╭─ 文档节选
P1349 广义斐波那契数列(矩阵乘法)

题目

P1349 广义斐波那契数列

解析

把普通的矩阵乘法求斐波那契数列改一改，随便一推就出来了

\[\begin{bmatrix}f_2\\f_1 \end{bmatrix}\begin{bmatrix} p&q\\ 1&0\\ \end{bmatrix}^{n-2}=\begin{bmatrix}f_n\\f_{n-1} \end{bmatrix}\]

水题

代码

#include <bits/stdc++.h>
#define int long long

using namespace std;

const int N = 100;

int n, m, a1, a2, p, q;

struct matrix {
	int a[N][N];
	matrix() {
		memset(a, 0, sizeof a);
	}

	void InitMatrix() {
		a[1][1] = p, a[1][2] = q;
		a[2][1] = 1;
	}

	matrix operator * (const matrix &oth) const {
		matrix ans;
		for (int k = 1; k <= 2; ++k)
			for (int i = 1; i <= 2; ++i)
				for (int j = 1; j <= 2; ++j)
					ans.a[i][j] = (ans.a[i][j] + (a[i][k] * oth.a[k][j]) % m) % m;
		return ans;
	}

} init;

matrix qpow(matrix a, int b) {
	matrix ans = init;
	while (b) {
		if (b & 1) ans = ans * a;
		b >>= 1, a = a * a;
	}
	return ans;
}

template<class T>inline void read(T &x) {
	x = 0; int f = 0; char ch = getchar();
	for ( ; !isdigit(ch); ch = getchar()) f |= (ch == '-');
	for ( ; isdigit(ch); ch = getchar()) x = x * 10 + ch - '0';
	x = f ? -x : x;
	return;
}

signed main() {
	read(p), read(q), read(a1), read(a2), read(n), read(m);
	if (n <= 2) {
		printf("%lld", n == 1 ? a1 : a2);
		return 0;
	}
	init.InitMatrix();
	init = qpow(init, n - 3);
	printf("%lld\n", (a2 * init.a[1][1] + a1 * init.a[1][2]) % m);
	return 0;
}
╰─
练习题目
A – 请逐字抄写这篇广义斐波那契数列题解中从"matrix operator *"到"j = 1; j <= 2; ++j)"的内容，首尾两处均包括在内。
B – 请用两句话概括这篇广义斐波那契数列题解。
后面的材料来自另一个来源。
╭─ 原始数据
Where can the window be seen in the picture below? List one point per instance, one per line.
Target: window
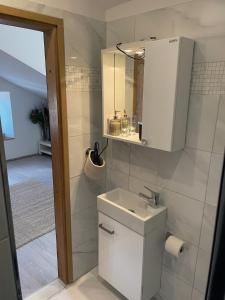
(6, 115)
╰─
参考答案
A –
matrix operator * (const matrix &oth) const {
		matrix ans;
		for (int k = 1; k <= 2; ++k)
			for (int i = 1; i <= 2; ++i)
				for (int j = 1; j <= 2; ++j)

B – 这篇题解针对P1349广义斐波那契数列，把普通的用矩阵乘法求斐波那契数列的方法稍加修改，用矩阵[[p,q],[1,0]]的n-2次幂与初始向量相乘得到f_n，作者称其为水题。所附代码用矩阵快速幂实现：n不超过2时直接输出a1或a2，否则求出矩阵的幂，再将结果对m取模后输出。